> Listing:

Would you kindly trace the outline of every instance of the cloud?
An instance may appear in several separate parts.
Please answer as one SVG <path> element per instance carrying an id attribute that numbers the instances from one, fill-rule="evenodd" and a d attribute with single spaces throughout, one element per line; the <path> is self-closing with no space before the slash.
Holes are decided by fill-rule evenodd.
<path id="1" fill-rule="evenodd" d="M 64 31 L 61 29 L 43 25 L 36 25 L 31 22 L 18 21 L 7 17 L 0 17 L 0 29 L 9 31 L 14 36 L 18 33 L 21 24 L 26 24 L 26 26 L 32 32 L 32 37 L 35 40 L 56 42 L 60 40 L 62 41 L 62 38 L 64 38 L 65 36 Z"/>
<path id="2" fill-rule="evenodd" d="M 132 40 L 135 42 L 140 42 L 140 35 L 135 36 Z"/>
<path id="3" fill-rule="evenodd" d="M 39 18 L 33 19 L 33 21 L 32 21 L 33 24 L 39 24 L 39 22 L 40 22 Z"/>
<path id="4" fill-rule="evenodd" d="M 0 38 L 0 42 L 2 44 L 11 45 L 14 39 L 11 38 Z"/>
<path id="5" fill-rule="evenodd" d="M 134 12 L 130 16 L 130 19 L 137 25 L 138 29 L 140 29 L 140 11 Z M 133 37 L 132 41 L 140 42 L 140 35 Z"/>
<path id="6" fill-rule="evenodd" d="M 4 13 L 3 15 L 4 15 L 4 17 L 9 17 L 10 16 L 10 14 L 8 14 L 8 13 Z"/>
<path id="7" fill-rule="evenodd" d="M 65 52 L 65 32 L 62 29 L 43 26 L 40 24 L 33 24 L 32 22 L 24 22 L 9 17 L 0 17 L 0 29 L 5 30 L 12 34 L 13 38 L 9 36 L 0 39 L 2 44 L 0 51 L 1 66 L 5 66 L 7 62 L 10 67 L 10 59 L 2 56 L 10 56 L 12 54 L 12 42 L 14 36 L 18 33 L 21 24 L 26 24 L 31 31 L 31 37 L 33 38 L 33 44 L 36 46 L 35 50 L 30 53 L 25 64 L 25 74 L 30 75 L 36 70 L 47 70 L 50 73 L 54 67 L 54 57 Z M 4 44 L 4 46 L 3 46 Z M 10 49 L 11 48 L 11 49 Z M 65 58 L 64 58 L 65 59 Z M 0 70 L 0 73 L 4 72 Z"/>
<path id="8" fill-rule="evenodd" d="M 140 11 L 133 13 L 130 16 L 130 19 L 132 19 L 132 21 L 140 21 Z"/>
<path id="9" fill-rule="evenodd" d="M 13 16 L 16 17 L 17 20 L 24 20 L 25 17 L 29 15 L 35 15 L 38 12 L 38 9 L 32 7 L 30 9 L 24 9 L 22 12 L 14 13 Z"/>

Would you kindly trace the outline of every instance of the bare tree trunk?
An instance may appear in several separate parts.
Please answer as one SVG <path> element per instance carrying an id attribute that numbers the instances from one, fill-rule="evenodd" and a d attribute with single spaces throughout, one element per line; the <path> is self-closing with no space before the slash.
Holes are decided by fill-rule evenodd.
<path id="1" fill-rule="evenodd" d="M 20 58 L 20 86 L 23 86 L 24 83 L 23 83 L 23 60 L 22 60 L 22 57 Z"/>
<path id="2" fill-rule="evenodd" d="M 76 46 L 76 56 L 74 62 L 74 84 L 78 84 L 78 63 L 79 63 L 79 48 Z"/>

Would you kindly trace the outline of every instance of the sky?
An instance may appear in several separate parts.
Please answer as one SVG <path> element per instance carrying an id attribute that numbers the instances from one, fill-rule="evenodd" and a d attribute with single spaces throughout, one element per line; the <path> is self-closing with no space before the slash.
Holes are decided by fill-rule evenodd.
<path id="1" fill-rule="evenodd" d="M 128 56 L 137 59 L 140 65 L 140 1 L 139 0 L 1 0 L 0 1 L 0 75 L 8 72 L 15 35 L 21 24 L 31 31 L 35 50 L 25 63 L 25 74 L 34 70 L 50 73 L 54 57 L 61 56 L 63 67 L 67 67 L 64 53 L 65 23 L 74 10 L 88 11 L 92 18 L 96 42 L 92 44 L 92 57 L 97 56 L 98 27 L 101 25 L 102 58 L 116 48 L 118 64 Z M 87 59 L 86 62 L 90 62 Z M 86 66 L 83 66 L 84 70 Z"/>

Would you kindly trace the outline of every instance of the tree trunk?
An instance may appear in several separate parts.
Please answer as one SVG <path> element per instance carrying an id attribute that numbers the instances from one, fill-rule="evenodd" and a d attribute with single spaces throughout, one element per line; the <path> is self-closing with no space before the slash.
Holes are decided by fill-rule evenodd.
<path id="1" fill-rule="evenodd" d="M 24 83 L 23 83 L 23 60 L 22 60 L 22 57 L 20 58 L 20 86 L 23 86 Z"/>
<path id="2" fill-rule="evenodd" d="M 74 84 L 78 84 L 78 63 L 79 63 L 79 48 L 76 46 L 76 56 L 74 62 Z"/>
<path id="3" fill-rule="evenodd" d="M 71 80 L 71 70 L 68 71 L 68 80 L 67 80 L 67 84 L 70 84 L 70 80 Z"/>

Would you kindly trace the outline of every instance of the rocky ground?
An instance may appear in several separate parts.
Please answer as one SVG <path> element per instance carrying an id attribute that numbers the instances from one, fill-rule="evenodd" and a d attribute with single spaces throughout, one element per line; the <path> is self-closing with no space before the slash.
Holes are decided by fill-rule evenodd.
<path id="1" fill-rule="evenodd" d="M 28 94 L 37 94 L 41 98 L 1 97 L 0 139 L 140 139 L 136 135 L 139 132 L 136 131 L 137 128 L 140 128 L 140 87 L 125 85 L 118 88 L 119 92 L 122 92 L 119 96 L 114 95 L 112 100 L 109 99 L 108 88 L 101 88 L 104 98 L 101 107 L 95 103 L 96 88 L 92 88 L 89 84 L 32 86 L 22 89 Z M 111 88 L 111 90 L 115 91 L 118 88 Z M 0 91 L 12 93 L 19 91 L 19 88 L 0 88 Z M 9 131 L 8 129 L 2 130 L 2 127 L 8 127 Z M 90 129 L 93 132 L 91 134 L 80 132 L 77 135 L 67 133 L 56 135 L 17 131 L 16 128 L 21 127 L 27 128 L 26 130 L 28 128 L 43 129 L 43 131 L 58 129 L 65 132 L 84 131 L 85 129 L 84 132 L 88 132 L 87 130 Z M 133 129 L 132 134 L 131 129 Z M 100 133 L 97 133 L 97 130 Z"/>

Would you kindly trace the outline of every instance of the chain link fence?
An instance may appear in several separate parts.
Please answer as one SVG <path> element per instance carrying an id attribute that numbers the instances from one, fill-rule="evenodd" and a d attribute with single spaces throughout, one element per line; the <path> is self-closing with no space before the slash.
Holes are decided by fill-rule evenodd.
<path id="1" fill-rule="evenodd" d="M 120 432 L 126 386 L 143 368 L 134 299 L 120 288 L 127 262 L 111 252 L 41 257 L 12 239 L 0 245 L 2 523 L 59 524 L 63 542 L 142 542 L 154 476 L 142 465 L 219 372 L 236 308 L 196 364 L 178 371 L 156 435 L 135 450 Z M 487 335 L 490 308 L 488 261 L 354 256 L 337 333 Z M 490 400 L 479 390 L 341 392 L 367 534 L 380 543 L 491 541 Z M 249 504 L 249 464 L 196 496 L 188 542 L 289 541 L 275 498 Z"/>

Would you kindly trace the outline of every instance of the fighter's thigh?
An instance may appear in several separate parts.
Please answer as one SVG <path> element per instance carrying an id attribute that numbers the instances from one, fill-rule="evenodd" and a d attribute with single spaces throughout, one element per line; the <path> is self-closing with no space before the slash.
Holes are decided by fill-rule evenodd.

> What is needed:
Write out the material from the first line to the last, exactly.

> Exercise answer:
Would you kindly trace the outline of every instance of the cloud?
An instance may appear in several separate parts.
Please answer as one SVG <path> element per instance carrying an id attribute that numbers the instances from one, fill-rule="evenodd" and a d attribute with single spaces throughout, one element per line; the <path> is self-closing with no space before the slash.
Holes are decided by fill-rule evenodd.
<path id="1" fill-rule="evenodd" d="M 64 31 L 61 29 L 43 25 L 36 25 L 31 22 L 18 21 L 7 17 L 0 17 L 0 29 L 9 31 L 14 36 L 18 33 L 21 24 L 26 24 L 26 26 L 32 32 L 32 37 L 35 40 L 56 42 L 60 40 L 62 41 L 62 38 L 64 38 L 65 36 Z"/>
<path id="2" fill-rule="evenodd" d="M 132 40 L 135 42 L 140 42 L 140 35 L 135 36 Z"/>
<path id="3" fill-rule="evenodd" d="M 39 18 L 33 19 L 33 21 L 32 21 L 33 24 L 39 24 L 39 22 L 40 22 Z"/>
<path id="4" fill-rule="evenodd" d="M 0 38 L 0 42 L 2 44 L 11 45 L 14 39 L 11 38 Z"/>
<path id="5" fill-rule="evenodd" d="M 134 12 L 130 16 L 130 19 L 137 25 L 138 29 L 140 29 L 140 11 Z M 133 37 L 132 41 L 140 42 L 140 35 Z"/>
<path id="6" fill-rule="evenodd" d="M 4 13 L 3 15 L 4 15 L 4 17 L 9 17 L 10 16 L 10 14 L 8 14 L 8 13 Z"/>
<path id="7" fill-rule="evenodd" d="M 65 52 L 65 32 L 62 29 L 43 26 L 40 24 L 33 24 L 32 22 L 24 22 L 9 17 L 0 17 L 0 29 L 5 30 L 12 34 L 13 38 L 9 36 L 0 39 L 2 44 L 0 51 L 1 66 L 5 66 L 7 62 L 10 67 L 10 59 L 2 56 L 10 56 L 12 54 L 12 42 L 14 36 L 18 33 L 21 24 L 26 24 L 31 31 L 31 37 L 33 38 L 33 44 L 36 46 L 35 50 L 30 53 L 25 64 L 25 74 L 30 75 L 36 70 L 47 70 L 50 73 L 54 67 L 54 57 Z M 4 44 L 4 46 L 3 46 Z M 10 49 L 11 48 L 11 49 Z M 65 58 L 64 58 L 65 59 Z M 0 70 L 0 73 L 4 72 Z"/>
<path id="8" fill-rule="evenodd" d="M 140 11 L 133 13 L 130 16 L 130 19 L 132 19 L 132 21 L 140 21 Z"/>
<path id="9" fill-rule="evenodd" d="M 13 16 L 16 17 L 17 20 L 24 20 L 25 17 L 29 15 L 35 15 L 38 12 L 38 9 L 32 7 L 30 9 L 24 9 L 22 12 L 14 13 Z"/>

Would you kindly trace the outline of every instance of the bare tree trunk?
An instance may appear in several separate parts.
Please answer as one SVG <path> element per instance carrying an id attribute that numbers the instances from one, fill-rule="evenodd" and a d attribute with single spaces throughout, one element per line; the <path> is self-closing with no space before the slash.
Holes are decided by fill-rule evenodd.
<path id="1" fill-rule="evenodd" d="M 20 58 L 20 86 L 23 86 L 24 83 L 23 83 L 23 60 L 22 60 L 22 57 Z"/>
<path id="2" fill-rule="evenodd" d="M 76 46 L 76 56 L 74 62 L 74 84 L 78 84 L 78 63 L 79 63 L 79 48 Z"/>

Would you kindly trace the outline of every instance of the sky?
An instance may appear in several separate parts.
Please answer as one SVG <path> element per instance carrying an id attribute that numbers the instances from one, fill-rule="evenodd" and a d attribute with single spaces throughout, one element per line; the <path> is self-closing with no space before the slash.
Holes are decided by fill-rule evenodd.
<path id="1" fill-rule="evenodd" d="M 128 56 L 137 59 L 140 65 L 140 1 L 139 0 L 1 0 L 0 1 L 0 75 L 8 72 L 15 35 L 21 24 L 31 31 L 35 50 L 25 63 L 25 74 L 34 70 L 50 73 L 54 57 L 61 56 L 63 67 L 67 67 L 64 53 L 65 23 L 74 10 L 88 11 L 92 18 L 96 42 L 92 44 L 92 57 L 97 56 L 98 27 L 101 25 L 102 58 L 116 48 L 118 64 Z M 87 59 L 86 62 L 90 62 Z M 86 66 L 83 66 L 84 70 Z"/>

Would you kindly trace the outline of every instance of the tree trunk?
An instance may appear in several separate parts.
Please answer as one SVG <path> element per instance carrying an id attribute that numbers the instances from one, fill-rule="evenodd" and a d attribute with single spaces throughout, one element per line; the <path> is self-closing with no space before the slash.
Holes are decided by fill-rule evenodd.
<path id="1" fill-rule="evenodd" d="M 24 83 L 23 83 L 23 60 L 22 60 L 22 57 L 20 58 L 20 86 L 23 86 Z"/>
<path id="2" fill-rule="evenodd" d="M 74 84 L 78 84 L 78 63 L 79 63 L 79 48 L 76 46 L 76 56 L 74 62 Z"/>
<path id="3" fill-rule="evenodd" d="M 71 80 L 71 70 L 68 71 L 68 80 L 67 80 L 67 84 L 70 84 L 70 80 Z"/>

Would you kindly trace the outline of every instance of the rocky ground?
An instance may appear in several separate parts.
Please answer as one SVG <path> element per instance carrying an id attribute that numbers the instances from one, fill-rule="evenodd" and a d attribute with single spaces throughout, one element per line; the <path> is self-closing with no space before the slash.
Holes are decided by fill-rule evenodd.
<path id="1" fill-rule="evenodd" d="M 28 94 L 37 94 L 41 98 L 1 97 L 0 139 L 140 139 L 136 135 L 139 132 L 136 131 L 137 128 L 140 128 L 140 87 L 125 85 L 118 88 L 119 92 L 122 92 L 119 96 L 114 95 L 112 100 L 109 99 L 108 88 L 101 88 L 104 98 L 101 107 L 95 103 L 96 88 L 92 88 L 89 84 L 32 86 L 22 89 Z M 111 88 L 111 90 L 115 91 L 118 88 Z M 0 91 L 12 93 L 19 91 L 19 88 L 0 88 Z M 9 131 L 8 129 L 2 130 L 2 127 L 8 127 Z M 90 129 L 93 132 L 91 134 L 80 132 L 77 135 L 67 133 L 56 135 L 17 131 L 16 128 L 21 127 L 27 128 L 26 130 L 28 128 L 43 129 L 43 131 L 58 129 L 65 132 L 84 131 L 85 129 L 84 132 L 88 132 L 87 130 Z M 133 129 L 132 134 L 131 129 Z M 100 133 L 97 133 L 97 130 Z"/>

Would you kindly trace the outline of every instance of the chain link fence?
An instance may appear in several separate parts.
Please answer as one SVG <path> element per instance carrying an id attribute that numbers the instances from one, fill-rule="evenodd" and a d attribute with single spaces throughout, one element per line; the <path> is self-closing with no space before the slash.
Holes are decided by fill-rule evenodd.
<path id="1" fill-rule="evenodd" d="M 120 432 L 126 386 L 143 368 L 134 299 L 120 288 L 127 262 L 111 252 L 41 257 L 12 239 L 0 245 L 2 523 L 59 524 L 63 542 L 142 542 L 154 476 L 142 465 L 219 372 L 236 308 L 196 364 L 178 371 L 156 435 L 135 450 Z M 487 335 L 490 308 L 488 261 L 354 256 L 337 333 Z M 490 400 L 479 390 L 341 392 L 367 534 L 380 543 L 491 541 Z M 249 504 L 249 464 L 196 496 L 188 542 L 289 541 L 275 498 Z"/>

Would you kindly trace the outline of every instance of the fighter's thigh?
An instance may appear in several separate parts.
Please answer as one SVG <path> element per instance carrying an id attribute that numbers the instances from one, fill-rule="evenodd" and a d attribute with single spaces throughout, one element per line; the <path> is self-closing with no space before the slash.
Holes are decided by fill-rule evenodd.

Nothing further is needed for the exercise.